◆ Work item ◆
Whenever a line of the listing contains the string "give", return that line.

◆ Task material ◆

○ ○ ○ ○ ○

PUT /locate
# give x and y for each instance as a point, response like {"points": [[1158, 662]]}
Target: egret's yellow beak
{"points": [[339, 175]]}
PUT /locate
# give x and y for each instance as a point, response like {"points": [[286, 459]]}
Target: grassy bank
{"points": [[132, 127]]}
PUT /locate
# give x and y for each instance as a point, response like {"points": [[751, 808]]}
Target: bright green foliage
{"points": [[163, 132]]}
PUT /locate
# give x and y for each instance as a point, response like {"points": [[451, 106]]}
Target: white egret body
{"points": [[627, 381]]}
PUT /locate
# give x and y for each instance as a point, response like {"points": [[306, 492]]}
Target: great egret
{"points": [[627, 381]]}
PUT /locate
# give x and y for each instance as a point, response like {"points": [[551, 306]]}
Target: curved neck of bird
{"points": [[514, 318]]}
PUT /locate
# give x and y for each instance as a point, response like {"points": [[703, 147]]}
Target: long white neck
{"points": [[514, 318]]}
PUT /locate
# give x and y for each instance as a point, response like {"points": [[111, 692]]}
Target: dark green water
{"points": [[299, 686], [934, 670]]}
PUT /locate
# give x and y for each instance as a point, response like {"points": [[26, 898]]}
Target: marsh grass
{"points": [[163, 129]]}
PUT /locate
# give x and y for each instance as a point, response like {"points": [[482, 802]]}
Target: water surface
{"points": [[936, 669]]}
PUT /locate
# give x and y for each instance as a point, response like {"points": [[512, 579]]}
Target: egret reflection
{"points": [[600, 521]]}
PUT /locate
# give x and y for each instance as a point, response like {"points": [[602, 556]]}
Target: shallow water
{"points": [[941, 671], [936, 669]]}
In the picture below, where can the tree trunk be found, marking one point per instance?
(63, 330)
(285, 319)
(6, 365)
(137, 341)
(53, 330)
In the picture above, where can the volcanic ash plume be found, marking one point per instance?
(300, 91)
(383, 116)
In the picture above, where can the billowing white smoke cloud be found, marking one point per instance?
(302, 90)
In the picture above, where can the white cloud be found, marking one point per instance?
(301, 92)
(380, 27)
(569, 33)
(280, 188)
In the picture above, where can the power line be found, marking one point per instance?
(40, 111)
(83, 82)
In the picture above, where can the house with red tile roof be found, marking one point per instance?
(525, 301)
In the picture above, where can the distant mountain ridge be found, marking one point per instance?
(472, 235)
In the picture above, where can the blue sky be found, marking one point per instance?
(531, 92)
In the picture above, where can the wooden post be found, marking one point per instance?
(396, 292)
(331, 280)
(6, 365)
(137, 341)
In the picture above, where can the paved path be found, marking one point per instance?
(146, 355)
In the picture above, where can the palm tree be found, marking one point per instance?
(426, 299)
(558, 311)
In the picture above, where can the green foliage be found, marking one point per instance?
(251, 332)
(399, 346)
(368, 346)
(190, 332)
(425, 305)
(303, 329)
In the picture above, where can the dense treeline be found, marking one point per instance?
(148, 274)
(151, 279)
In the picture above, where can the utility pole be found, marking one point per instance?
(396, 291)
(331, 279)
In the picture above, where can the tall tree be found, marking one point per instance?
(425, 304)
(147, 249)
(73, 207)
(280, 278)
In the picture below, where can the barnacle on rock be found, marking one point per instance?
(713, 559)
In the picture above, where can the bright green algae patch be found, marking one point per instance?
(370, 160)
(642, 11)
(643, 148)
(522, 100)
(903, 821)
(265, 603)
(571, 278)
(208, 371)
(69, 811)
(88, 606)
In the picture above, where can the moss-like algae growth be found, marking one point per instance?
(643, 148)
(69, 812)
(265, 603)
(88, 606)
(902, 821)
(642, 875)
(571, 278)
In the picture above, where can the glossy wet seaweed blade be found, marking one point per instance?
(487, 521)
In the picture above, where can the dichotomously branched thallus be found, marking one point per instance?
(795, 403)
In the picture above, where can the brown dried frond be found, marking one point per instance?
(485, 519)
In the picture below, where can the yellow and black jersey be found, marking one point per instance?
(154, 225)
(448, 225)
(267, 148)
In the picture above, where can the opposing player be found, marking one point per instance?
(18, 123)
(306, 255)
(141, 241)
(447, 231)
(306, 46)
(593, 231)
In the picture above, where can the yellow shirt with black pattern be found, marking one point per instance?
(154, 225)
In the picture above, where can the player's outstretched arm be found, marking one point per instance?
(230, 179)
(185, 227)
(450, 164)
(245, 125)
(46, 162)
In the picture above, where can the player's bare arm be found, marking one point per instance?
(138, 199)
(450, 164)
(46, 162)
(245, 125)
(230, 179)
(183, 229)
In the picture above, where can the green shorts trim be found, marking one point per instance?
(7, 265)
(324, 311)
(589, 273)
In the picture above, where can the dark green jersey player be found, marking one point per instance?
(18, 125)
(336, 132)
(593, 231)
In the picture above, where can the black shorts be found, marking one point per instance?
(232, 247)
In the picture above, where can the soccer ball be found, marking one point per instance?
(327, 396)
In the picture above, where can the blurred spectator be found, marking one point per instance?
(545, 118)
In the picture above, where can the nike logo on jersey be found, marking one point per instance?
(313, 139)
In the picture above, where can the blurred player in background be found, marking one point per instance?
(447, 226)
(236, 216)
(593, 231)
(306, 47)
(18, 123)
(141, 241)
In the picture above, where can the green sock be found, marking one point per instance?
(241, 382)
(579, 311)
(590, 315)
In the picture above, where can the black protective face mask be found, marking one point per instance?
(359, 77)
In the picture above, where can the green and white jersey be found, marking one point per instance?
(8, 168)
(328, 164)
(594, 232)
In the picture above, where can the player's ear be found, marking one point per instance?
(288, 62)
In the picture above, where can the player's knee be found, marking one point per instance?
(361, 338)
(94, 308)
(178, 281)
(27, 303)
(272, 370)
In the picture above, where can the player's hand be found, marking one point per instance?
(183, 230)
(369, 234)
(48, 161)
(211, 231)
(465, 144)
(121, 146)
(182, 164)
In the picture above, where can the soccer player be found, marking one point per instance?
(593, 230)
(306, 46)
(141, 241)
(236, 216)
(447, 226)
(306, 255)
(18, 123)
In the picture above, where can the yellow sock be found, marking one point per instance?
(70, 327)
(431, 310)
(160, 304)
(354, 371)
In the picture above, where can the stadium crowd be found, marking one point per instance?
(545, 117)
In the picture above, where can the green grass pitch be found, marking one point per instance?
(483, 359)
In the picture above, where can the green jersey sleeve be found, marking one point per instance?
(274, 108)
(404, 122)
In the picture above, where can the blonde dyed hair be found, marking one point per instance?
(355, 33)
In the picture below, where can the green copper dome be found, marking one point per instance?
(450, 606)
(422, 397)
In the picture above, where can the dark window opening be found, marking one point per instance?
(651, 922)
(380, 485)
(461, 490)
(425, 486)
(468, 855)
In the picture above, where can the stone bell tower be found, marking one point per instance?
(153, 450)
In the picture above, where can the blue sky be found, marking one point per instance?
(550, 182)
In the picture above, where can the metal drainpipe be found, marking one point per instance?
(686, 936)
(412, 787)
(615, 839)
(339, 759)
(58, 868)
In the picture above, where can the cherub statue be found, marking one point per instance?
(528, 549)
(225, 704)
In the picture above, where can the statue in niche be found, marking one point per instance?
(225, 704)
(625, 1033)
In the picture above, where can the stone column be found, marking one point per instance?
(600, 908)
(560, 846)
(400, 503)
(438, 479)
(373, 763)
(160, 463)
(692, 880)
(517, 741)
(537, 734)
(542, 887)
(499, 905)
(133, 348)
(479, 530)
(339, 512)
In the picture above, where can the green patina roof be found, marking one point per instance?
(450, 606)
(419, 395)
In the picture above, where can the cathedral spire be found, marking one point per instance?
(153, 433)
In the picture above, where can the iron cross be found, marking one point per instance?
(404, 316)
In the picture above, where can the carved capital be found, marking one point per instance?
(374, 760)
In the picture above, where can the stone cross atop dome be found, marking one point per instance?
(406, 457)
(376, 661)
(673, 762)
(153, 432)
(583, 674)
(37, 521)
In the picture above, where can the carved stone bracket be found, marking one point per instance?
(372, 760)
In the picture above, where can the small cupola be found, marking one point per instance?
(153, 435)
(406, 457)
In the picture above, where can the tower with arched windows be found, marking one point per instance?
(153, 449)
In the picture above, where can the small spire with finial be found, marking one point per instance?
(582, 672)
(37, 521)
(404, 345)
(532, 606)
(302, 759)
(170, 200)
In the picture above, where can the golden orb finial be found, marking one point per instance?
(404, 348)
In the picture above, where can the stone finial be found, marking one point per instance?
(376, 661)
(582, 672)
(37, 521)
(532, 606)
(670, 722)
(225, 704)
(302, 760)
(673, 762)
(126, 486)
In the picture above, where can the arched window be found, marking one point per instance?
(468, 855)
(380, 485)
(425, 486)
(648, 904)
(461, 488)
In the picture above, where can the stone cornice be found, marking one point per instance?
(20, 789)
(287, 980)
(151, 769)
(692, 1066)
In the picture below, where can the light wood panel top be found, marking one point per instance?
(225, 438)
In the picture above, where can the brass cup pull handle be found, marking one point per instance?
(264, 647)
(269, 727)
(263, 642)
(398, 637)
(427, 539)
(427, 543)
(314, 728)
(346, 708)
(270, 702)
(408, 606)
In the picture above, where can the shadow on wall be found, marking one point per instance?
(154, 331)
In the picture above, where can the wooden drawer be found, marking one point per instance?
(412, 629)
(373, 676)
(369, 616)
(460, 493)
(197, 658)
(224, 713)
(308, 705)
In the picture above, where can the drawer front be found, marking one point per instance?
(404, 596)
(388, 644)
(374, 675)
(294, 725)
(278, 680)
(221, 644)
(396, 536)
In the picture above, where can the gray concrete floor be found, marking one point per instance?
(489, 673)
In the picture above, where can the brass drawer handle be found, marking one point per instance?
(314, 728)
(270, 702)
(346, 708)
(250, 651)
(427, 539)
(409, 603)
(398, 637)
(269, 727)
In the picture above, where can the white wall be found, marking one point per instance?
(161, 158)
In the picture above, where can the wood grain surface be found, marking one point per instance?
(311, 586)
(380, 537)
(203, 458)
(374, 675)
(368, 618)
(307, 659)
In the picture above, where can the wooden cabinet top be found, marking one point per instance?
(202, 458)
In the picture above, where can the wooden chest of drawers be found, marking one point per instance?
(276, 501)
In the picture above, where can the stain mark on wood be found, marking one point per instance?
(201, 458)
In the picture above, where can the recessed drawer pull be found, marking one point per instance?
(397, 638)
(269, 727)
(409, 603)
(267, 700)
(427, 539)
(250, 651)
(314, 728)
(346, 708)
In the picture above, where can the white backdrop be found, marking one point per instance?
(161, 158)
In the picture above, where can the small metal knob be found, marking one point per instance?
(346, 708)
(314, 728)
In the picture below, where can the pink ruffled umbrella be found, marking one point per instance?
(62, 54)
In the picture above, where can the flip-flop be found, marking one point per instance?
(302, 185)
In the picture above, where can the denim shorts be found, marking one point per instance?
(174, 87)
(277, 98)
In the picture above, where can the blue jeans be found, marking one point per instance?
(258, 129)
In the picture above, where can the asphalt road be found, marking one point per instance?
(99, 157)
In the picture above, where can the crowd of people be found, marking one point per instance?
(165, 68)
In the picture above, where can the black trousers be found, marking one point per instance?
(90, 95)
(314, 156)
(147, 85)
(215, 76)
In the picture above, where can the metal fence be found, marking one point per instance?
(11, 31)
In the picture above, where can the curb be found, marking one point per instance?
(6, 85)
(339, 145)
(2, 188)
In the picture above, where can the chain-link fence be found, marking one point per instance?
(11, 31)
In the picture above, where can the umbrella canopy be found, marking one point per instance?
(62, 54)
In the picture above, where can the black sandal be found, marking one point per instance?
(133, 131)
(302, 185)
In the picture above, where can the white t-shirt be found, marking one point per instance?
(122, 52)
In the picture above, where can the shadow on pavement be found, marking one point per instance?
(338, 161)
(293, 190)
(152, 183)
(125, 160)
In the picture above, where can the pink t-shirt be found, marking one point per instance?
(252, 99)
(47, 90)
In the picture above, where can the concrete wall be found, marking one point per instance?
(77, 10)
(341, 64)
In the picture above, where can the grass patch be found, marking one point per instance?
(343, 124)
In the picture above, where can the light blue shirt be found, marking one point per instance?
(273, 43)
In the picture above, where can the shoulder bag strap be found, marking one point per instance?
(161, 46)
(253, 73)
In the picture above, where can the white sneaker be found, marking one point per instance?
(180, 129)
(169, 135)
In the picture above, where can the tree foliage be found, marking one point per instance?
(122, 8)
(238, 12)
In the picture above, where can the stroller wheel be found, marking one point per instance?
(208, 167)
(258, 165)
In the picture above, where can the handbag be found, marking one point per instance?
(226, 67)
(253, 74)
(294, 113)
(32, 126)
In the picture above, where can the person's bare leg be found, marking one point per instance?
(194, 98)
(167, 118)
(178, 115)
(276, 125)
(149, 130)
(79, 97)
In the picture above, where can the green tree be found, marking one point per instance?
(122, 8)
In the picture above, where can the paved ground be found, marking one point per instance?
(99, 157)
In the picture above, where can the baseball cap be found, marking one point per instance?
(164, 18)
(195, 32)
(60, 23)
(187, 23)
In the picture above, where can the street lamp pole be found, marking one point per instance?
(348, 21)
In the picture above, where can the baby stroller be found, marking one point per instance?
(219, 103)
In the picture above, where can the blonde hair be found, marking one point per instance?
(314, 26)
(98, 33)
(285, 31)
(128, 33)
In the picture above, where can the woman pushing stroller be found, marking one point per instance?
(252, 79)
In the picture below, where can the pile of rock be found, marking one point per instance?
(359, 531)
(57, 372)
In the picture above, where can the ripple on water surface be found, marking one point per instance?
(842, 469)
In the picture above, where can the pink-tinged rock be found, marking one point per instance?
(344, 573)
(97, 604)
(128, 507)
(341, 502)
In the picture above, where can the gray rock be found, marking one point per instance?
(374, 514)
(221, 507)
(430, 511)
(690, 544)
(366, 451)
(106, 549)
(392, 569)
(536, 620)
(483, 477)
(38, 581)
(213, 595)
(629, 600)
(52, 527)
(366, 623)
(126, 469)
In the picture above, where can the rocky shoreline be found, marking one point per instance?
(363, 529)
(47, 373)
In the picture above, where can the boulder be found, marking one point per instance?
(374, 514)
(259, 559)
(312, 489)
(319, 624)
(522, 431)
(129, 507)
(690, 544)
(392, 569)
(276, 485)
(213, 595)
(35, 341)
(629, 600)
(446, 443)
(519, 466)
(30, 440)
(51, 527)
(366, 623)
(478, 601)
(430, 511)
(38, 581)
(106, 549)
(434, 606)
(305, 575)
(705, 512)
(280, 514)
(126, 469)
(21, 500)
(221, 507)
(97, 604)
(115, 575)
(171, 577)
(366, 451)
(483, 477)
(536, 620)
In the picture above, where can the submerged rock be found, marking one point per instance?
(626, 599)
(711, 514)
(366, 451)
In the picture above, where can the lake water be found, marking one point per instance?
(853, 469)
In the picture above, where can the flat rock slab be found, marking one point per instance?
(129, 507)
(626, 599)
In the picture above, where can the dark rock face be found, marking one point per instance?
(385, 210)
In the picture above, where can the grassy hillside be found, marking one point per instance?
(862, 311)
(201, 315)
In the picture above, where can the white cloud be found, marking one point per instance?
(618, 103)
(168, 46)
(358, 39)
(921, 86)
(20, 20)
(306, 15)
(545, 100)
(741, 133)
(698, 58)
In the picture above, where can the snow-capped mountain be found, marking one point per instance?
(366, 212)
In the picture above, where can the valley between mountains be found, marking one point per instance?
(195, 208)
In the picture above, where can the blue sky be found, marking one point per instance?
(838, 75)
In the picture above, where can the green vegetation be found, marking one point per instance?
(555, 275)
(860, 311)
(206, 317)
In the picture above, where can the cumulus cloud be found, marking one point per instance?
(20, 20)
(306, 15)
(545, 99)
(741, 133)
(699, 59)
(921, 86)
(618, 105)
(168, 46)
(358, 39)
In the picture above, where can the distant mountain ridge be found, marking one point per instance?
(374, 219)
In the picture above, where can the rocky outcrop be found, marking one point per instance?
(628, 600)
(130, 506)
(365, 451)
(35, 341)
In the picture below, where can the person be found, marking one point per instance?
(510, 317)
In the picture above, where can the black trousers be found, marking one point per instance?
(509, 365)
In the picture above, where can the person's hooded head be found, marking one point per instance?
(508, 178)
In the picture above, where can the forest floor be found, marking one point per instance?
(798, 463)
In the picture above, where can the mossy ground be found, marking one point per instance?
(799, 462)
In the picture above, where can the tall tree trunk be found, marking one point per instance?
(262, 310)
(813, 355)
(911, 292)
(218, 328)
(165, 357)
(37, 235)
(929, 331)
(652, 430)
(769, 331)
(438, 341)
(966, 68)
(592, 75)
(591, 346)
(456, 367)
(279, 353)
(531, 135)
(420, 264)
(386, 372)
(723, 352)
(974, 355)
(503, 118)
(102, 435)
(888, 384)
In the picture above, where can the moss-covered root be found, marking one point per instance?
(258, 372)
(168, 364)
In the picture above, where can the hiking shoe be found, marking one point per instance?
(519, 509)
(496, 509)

○ ○ ○ ○ ○

◆ Task output ◆
# give x and y for each instance as a point, response like {"points": [[1158, 662]]}
# give x and y for each instance as a point, response like {"points": [[286, 459]]}
# give x and y for each instance as a point, response like {"points": [[751, 808]]}
# give x and y for each instance as a point, response like {"points": [[451, 106]]}
# give x and y for each instance as a point, response like {"points": [[306, 492]]}
# give x and y for each instance as a point, response like {"points": [[551, 306]]}
# give x and y for each instance as a point, response like {"points": [[703, 147]]}
# give x and y for each instance as a point, response like {"points": [[111, 692]]}
# give x and y for each instance as a point, response like {"points": [[26, 898]]}
# give x and y for each instance as a point, response like {"points": [[482, 802]]}
# give x and y for each instance as a point, response like {"points": [[512, 579]]}
# give x and y for each instance as a point, response like {"points": [[602, 556]]}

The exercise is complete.